Attorneys for the police board claim there would be drastic cuts, if commissioners fail to reach a funding agreement with the city.

A police budget manager testified Wednesday that the department would run out of money at the end of the year, or in January at best, if the city’s plan to put $42 million in a separate community services account went into effect.

According to testimony, without that $42 million in the police budget, the Metro and Central patrol divisions would have to shut down entirely, and the East patrol division would face about a 40% cut in staffing.

In all, budget manager Christine Rieder testified that police would have to lay off about 1,000 employees.

Mayor Quinton Lucas was in the courtroom listening and later called that testimony a bunch of nonsense.

“We have now heard, I think, three different numbers about how many officers would be laid off,” Lucas said. “It was 400 a few weeks ago. Then it was 500. For the first time today I heard it’s a thousand. I think what we’re seeing is testimony that’s just grasping at straws consistently.”

City Finance Director Tammy Queen testified that the city is only obligated to fund police at 20% of its general revenues.

She cited examples of agreements between the police department and the city to perform additional services in exchange for budget funding.

It’s also not unusual for the city to take money away from the police department after a budget has been approved and allocated.

Just last year the city reduced the police budget by more than $5-million because of a drop in tax collections brought on by the pandemic.

Argument in the case is continuing at this hour.

[Image-grounded pointing data]
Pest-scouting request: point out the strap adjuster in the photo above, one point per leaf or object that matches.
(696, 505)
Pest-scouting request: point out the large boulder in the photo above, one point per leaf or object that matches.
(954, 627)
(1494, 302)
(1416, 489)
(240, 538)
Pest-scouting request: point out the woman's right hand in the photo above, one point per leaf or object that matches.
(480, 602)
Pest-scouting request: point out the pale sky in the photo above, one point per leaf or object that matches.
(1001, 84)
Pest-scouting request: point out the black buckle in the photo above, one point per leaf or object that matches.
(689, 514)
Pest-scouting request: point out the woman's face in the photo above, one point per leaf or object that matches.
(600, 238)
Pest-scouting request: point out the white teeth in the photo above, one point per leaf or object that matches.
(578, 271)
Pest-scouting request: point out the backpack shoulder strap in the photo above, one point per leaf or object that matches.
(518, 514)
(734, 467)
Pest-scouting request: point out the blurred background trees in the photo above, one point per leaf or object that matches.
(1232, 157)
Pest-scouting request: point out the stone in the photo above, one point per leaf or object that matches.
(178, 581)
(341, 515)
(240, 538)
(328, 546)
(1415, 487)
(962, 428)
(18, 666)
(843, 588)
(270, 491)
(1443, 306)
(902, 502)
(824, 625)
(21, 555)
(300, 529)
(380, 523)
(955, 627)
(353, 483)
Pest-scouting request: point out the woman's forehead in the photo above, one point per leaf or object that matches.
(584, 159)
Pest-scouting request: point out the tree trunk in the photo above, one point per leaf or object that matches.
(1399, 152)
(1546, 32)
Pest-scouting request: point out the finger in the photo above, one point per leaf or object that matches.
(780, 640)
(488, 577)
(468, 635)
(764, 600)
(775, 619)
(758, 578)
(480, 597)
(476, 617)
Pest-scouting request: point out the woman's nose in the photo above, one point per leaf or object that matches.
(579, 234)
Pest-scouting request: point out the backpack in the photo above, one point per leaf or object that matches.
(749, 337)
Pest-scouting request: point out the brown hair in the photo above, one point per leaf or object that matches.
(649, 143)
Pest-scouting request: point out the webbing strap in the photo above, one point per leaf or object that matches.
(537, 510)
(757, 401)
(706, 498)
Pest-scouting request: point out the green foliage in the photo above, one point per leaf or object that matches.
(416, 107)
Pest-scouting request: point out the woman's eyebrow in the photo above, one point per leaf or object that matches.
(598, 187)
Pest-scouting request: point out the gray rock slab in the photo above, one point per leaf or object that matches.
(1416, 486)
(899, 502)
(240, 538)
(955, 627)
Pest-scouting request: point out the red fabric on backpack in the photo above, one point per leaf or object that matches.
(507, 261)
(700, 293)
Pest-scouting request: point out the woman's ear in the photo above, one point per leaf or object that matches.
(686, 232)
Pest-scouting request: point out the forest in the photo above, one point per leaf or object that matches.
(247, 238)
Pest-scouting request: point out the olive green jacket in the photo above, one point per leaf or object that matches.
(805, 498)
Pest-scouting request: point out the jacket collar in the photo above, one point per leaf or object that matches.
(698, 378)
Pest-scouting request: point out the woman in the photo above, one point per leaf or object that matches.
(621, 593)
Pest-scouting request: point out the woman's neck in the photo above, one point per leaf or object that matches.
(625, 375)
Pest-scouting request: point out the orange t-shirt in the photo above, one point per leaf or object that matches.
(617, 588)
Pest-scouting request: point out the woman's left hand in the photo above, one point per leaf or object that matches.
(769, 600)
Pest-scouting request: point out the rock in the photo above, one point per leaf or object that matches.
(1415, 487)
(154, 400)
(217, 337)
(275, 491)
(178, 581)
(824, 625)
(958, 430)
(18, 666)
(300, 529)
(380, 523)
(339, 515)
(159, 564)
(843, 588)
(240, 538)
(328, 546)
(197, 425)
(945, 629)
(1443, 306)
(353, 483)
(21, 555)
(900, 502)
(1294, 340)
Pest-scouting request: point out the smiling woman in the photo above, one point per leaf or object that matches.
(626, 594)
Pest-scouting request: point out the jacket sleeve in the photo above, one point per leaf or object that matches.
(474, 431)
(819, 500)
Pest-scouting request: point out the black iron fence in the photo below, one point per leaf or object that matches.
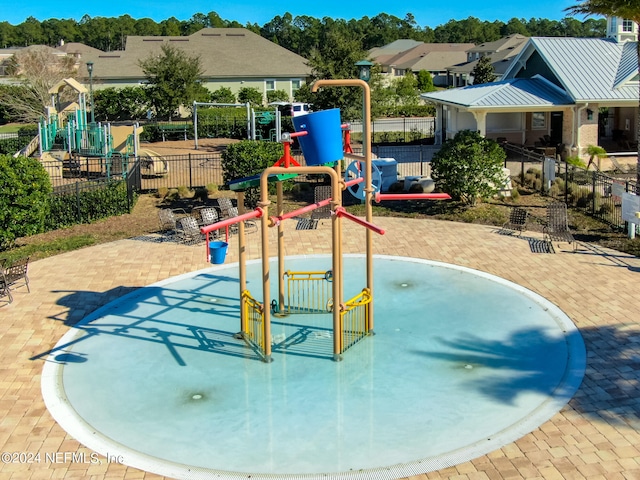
(595, 193)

◆ **ASSIGNED TASK 1**
In the police budget article, about how many employees did budget manager Christine Rieder testify the police would have to lay off?
◆ **ASSIGNED TASK 2**
Copy everything in the police budget article from "According to testimony, without" down to "cut in staffing.".
◆ **ASSIGNED TASK 3**
Using the police budget article, explain why the city cut the police budget last year.

◆ **WORKED SOLUTION 1**
About 1,000 employees.

◆ **WORKED SOLUTION 2**
According to testimony, without that $42 million in the police budget, the Metro and Central patrol divisions would have to shut down entirely, and the East patrol division would face about a 40% cut in staffing.

◆ **WORKED SOLUTION 3**
The city reduced the police budget by more than $5 million because tax collections dropped due to the pandemic.